» **Exercise materials**:
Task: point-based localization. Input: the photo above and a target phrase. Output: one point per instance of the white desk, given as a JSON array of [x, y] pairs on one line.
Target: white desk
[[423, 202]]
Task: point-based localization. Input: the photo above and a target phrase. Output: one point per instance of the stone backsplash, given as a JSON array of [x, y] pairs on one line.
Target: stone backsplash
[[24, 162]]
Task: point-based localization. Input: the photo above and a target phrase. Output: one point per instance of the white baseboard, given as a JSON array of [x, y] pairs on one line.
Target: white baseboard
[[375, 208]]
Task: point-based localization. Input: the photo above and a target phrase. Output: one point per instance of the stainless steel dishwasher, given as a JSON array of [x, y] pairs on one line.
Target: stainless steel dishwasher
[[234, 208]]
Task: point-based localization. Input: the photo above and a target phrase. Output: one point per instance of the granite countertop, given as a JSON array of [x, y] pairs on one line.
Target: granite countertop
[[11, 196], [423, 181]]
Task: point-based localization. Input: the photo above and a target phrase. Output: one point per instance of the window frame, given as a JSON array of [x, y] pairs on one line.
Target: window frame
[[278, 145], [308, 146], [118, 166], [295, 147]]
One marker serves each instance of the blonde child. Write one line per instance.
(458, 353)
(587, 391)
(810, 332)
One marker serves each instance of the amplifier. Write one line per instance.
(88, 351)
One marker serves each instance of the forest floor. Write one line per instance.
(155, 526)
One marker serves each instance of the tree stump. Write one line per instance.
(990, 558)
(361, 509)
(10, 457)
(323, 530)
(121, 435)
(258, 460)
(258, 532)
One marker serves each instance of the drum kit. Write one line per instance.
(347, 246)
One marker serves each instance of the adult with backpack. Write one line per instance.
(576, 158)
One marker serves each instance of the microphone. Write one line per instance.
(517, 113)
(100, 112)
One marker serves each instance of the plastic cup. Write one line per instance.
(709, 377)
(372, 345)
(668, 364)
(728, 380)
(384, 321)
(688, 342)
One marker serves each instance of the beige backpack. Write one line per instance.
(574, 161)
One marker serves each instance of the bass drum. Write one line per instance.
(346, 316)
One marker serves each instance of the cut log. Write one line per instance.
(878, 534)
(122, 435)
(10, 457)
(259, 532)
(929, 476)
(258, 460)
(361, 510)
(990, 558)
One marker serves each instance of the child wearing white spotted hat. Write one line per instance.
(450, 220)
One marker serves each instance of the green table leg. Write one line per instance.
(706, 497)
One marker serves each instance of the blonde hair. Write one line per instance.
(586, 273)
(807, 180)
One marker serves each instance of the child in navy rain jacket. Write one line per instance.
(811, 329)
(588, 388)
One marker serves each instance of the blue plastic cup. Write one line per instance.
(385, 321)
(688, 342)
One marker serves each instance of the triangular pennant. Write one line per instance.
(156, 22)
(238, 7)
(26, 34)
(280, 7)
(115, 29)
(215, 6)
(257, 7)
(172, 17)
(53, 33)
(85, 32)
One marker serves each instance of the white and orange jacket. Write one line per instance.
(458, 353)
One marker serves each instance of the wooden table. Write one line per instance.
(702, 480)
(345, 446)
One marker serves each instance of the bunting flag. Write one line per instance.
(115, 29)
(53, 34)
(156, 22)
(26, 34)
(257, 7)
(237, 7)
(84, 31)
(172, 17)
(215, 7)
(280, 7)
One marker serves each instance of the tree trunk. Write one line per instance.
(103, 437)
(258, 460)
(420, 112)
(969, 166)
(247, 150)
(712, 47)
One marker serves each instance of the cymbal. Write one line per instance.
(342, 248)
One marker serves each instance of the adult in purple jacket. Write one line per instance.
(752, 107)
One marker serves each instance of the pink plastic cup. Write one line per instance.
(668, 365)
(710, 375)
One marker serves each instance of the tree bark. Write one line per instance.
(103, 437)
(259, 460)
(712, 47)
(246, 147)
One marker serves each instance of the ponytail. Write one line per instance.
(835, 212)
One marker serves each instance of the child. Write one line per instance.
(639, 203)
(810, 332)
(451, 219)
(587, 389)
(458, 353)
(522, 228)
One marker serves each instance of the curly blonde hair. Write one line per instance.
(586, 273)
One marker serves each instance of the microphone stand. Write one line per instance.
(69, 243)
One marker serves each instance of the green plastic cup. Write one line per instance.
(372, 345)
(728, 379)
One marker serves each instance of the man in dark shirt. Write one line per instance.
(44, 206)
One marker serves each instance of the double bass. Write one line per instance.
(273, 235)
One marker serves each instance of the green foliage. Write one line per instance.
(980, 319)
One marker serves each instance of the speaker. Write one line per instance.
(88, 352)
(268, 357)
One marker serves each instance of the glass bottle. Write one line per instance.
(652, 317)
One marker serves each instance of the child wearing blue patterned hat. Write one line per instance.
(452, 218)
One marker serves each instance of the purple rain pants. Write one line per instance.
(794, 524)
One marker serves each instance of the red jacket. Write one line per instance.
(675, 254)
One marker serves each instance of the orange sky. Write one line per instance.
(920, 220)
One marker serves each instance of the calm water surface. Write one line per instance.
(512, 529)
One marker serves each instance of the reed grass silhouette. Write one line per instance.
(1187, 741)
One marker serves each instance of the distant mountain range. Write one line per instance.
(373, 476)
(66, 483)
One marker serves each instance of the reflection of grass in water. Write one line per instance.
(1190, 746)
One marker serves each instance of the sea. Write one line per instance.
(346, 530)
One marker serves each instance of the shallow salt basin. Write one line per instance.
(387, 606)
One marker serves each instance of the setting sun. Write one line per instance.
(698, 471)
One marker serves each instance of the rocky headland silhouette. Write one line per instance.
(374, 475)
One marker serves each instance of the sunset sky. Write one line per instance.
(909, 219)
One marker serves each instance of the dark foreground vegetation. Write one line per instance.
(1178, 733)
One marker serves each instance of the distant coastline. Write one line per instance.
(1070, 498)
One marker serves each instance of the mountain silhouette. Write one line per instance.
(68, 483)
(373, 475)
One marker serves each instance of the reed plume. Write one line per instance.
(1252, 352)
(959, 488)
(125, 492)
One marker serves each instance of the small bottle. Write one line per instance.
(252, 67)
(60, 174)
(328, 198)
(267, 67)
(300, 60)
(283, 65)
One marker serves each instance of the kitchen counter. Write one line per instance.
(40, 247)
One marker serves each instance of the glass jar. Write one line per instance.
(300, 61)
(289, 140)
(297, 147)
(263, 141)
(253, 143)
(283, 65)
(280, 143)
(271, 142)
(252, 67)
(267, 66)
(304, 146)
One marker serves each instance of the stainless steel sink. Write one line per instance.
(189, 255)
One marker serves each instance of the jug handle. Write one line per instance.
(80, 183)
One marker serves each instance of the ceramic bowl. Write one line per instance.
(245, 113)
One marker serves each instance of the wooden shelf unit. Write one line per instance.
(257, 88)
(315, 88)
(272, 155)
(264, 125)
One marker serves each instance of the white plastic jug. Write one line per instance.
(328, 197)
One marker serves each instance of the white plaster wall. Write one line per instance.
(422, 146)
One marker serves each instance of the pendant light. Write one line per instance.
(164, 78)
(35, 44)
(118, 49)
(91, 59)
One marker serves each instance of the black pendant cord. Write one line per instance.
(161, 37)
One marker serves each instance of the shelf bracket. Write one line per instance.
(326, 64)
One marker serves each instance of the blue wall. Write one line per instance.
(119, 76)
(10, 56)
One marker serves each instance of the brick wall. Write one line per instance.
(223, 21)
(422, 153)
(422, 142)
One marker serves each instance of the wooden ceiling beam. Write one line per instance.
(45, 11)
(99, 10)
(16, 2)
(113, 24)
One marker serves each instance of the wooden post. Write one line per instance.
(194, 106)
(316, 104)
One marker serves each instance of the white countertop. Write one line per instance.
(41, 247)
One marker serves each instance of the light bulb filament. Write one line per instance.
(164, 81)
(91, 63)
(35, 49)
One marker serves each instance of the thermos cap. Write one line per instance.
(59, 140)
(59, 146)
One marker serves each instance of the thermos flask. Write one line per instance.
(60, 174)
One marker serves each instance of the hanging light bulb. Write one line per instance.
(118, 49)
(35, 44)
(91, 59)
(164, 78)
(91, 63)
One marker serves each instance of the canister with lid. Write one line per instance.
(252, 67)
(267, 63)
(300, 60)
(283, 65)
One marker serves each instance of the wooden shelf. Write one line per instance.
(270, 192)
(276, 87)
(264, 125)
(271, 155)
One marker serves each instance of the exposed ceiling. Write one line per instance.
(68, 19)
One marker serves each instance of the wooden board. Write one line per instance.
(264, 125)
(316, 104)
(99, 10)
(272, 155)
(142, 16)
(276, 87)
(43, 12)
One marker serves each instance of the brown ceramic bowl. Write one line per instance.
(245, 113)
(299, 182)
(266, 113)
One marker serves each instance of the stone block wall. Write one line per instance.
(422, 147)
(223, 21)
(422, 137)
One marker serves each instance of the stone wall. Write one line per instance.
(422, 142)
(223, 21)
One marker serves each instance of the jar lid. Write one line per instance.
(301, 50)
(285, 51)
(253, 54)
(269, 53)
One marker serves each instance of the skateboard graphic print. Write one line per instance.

» **Goal**: Copy everything from the start of the entries down to the line containing "[[375, 208]]", both included, requests and all. Scale every coordinate in the answers by 0.65 and round to whole numbers, with halves rounded up.

» **Result of the task**:
Task: point-based localization. Input: the photo above and a target phrase. Output: one point per instance of the white desk, given as a JSON array of [x, y] pairs on one line.
Target: white desk
[[275, 131]]
Task: point-based localization. Input: the photo above and a target phrase. Output: one point per instance of the stone backsplash, given as a JSON array of [x, y] pairs on one line.
Target: stone backsplash
[[16, 105]]
Task: point-based localization. Input: the photo above and a target phrase. Output: one point per instance of the white baseboard, given as a JSON array of [x, y] pairs on one line.
Target: white baseboard
[[244, 135]]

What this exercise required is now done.